---------- TEXTE

L’Ecole pratique des Hautes-Etudes venait d’être fondée en 1868 par Victor Duruy. Maspero, peu après son retour d’Amérique, y entra, en 1869, comme répétiteur de langue et d’archéologie égyptiennes. Quatre ans plus tard, en 1873, il présentait à la Faculté des lettres de Paris deux thèses qui lui valurent le titre de docteur ès lettres. Toutes deux, bien entendu, se rapportaient à ses études favorites : la thèse principale traitait du Genre épistolaire chez les anciens Égyptiens. C’était la première fois que l’égyptologie affrontait le jugement de la Faculté. Celle-ci n’eut qu’une courte hésitation. En accueillant la science nouvelle, elle lui reconnut droit de cité dans l’Université.

Cette science, qui avait dû, comme on le sait, son premier essor aux admirables découvertes de Champollion, avait pris pied avec lui au Collège de France dès 1831. Elle était française d’origine, elle recevait en France une investiture officielle. Bien que Letronne, qui occupa, de 1832 à 1848, la chaire laissée vacante par la mort prématurée de Champollion, ne fût pas à proprement parler un égyptologue, il rendit à l’égyptologie de réels services, en lui apportant le concours de sa grande érudition d’helléniste et de sa critique pénétrante. Il eut pour successeur Charles Lenormant, dont les connaissances archéologiques lui profitèrent aussi. Mais les progrès qu’elle avait faits pendant ce temps se manifestèrent surtout par l’enseignement d’Emmanuel de Rougé, spécialiste éminent, qui professa au Collège, de 1860 à 1872. Quand sa mort rendit vacante la chaire qu’il avait si brillamment occupée, on pouvait être embarrassé pour lui trouver un digne successeur. Le choix de l’assemblée des professeurs se porta sur le jeune répétiteur de l’Ecole des Hautes-Etudes, qui, depuis près de cinq ans, attestait, par ses leçons et par ses travaux, les progrès constans de son savoir. Il fut proposé en première ligne, à l’âge de vingt-six ans. Un peu effrayé d’un accès si rapide aux honneurs, le ministre réfléchit longuement, puis fit de lui un chargé de cours ; ce fut seulement le 4 février 1874, que son successeur le nomma titulaire.

--------------------

CONSIGNE:
Citez le passage du texte sur Maspero compris entre « L’Ecole pratique des » et « cité dans l’Université. », ces deux bornes incluses. Les données qui suivent ne sont pas nécessaires.

---------- EXTRAITS DE DONNÉES

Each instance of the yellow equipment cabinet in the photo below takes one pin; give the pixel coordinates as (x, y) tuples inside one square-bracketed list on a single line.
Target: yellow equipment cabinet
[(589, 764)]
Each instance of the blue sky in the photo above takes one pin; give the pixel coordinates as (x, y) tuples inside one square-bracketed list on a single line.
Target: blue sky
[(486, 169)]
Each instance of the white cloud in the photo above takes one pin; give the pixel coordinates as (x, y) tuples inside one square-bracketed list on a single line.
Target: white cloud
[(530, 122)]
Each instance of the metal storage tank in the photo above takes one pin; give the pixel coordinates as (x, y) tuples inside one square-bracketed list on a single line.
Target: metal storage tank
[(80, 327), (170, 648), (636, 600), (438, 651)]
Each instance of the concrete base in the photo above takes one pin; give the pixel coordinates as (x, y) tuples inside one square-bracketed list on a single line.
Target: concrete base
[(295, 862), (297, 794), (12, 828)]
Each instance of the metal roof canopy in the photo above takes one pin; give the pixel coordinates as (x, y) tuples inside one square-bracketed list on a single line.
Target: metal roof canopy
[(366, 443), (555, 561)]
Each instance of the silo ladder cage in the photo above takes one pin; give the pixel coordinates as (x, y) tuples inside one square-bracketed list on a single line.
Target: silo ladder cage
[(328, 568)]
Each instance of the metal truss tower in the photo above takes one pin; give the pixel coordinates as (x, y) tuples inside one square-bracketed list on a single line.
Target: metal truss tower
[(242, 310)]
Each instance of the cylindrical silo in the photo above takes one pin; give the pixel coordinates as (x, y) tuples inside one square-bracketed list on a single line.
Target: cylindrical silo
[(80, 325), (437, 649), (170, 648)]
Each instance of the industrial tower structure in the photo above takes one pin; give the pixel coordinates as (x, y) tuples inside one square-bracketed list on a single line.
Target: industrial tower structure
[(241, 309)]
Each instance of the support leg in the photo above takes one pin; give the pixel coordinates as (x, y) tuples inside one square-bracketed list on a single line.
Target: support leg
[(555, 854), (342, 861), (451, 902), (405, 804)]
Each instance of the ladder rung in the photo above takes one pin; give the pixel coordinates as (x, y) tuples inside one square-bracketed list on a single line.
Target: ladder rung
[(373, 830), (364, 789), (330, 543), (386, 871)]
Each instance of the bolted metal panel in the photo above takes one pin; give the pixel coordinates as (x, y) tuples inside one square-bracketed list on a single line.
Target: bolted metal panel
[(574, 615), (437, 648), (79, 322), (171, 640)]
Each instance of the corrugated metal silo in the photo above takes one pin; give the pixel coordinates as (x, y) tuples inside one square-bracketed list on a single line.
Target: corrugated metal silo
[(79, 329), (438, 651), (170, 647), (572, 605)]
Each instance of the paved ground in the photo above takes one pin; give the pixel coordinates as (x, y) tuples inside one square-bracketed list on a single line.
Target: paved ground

--------------------

SOLUTION RÉDIGÉE:
L’Ecole pratique des Hautes-Etudes venait d’être fondée en 1868 par Victor Duruy. Maspero, peu après son retour d’Amérique, y entra, en 1869, comme répétiteur de langue et d’archéologie égyptiennes. Quatre ans plus tard, en 1873, il présentait à la Faculté des lettres de Paris deux thèses qui lui valurent le titre de docteur ès lettres. Toutes deux, bien entendu, se rapportaient à ses études favorites : la thèse principale traitait du Genre épistolaire chez les anciens Égyptiens. C’était la première fois que l’égyptologie affrontait le jugement de la Faculté. Celle-ci n’eut qu’une courte hésitation. En accueillant la science nouvelle, elle lui reconnut droit de cité dans l’Université.